RECORDS PROVIDED Start Marker

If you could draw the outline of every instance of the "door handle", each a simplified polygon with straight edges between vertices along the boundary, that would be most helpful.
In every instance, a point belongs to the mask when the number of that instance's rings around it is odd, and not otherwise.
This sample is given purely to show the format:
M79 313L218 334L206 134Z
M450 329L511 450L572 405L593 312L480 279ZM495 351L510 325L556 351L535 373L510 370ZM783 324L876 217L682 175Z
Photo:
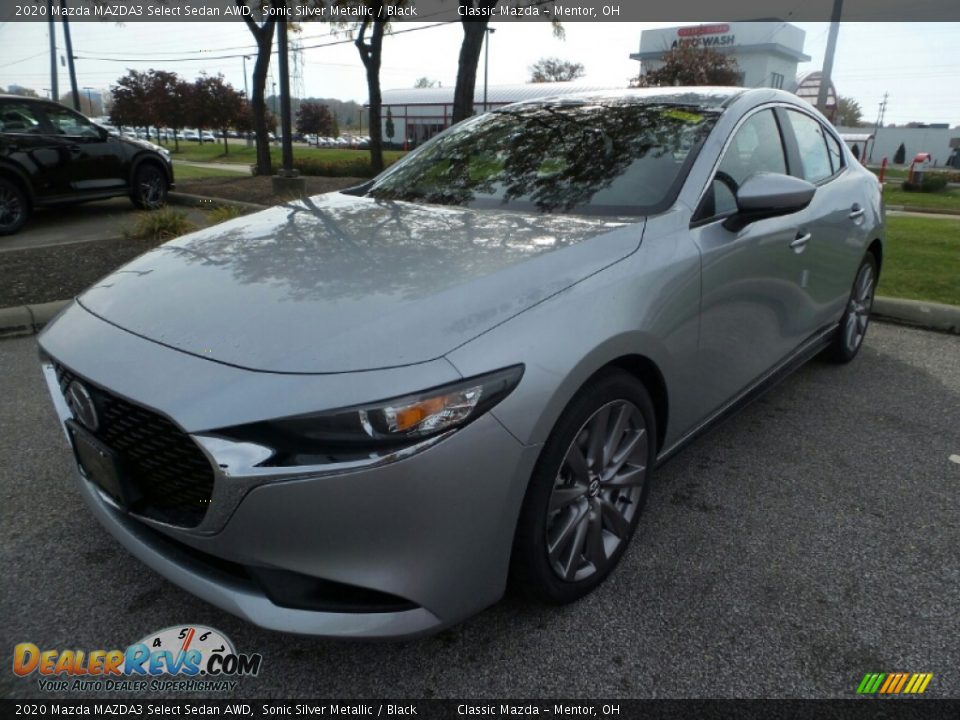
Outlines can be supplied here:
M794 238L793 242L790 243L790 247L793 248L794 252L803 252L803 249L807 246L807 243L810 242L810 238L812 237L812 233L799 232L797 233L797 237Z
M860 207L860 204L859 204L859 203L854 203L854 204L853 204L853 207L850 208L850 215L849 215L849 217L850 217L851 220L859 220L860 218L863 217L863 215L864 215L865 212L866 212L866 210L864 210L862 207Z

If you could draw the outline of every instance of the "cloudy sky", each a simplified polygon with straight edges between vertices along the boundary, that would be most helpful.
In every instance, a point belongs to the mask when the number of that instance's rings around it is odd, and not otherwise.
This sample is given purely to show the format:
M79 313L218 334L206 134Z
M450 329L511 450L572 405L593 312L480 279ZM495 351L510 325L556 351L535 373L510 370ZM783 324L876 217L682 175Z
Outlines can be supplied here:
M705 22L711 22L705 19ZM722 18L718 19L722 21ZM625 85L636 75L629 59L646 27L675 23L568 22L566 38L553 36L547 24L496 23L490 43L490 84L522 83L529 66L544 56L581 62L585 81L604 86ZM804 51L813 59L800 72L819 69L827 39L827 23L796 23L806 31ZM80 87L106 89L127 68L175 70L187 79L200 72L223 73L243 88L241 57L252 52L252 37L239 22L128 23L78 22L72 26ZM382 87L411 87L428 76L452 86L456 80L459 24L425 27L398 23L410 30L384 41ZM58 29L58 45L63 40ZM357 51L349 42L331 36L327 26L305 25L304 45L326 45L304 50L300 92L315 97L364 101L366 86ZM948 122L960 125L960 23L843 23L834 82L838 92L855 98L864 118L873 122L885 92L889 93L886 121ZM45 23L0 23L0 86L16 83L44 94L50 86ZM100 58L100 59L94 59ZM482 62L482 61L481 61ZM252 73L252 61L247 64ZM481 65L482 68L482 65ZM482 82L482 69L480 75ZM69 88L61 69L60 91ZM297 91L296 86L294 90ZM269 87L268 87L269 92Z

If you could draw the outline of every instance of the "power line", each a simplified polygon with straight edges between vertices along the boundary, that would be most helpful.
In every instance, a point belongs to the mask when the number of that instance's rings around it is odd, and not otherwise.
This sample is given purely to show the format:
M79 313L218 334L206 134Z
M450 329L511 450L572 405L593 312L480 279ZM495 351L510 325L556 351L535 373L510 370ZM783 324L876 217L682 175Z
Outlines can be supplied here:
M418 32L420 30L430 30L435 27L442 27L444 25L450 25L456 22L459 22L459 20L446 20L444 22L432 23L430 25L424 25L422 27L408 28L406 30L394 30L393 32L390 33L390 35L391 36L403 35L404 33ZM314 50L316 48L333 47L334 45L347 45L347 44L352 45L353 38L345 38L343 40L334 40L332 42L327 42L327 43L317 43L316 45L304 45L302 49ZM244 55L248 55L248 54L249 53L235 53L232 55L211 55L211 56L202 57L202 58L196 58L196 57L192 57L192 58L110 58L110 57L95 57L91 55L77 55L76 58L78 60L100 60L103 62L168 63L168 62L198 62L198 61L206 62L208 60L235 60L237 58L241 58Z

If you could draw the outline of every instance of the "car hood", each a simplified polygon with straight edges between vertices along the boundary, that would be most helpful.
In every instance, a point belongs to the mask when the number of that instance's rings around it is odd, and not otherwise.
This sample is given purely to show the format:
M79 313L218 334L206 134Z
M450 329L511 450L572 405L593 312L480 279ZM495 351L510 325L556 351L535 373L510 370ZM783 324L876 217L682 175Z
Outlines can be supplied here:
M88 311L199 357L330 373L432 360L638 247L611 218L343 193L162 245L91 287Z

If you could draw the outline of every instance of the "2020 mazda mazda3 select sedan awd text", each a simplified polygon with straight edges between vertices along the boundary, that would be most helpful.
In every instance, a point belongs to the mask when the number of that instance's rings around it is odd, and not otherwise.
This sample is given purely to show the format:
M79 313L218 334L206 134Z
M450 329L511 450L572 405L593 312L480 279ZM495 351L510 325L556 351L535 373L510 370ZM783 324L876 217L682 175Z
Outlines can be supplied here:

RECORDS PROVIDED End Marker

WORK INSTRUCTIONS:
Filter the entries above down to the lines that hold the word "with", and copy those lines.

WRITTEN ANSWER:
If you could draw the outline of every instance of the "door handle", each a simplified polygon with straight edges between vertices along the boundary, that would be most helpful.
If you could draw the outline of every instance of the "cloudy sky", each a simplified polygon with straight edges between vertices along the boundary, that would be most helpful.
If you could draw the outline of every instance of the "power line", each a simplified polygon with straight edges between vertices along the boundary, that would be most helpful.
If you could draw the outline of every instance of the "car hood", each a simplified polygon with straight edges between vertices along the boundary, that would be most helpful.
If you could draw the outline of every instance of the "2020 mazda mazda3 select sedan awd text", each a simplified polygon with straight edges between vertices along the boundary, that would be most helpful.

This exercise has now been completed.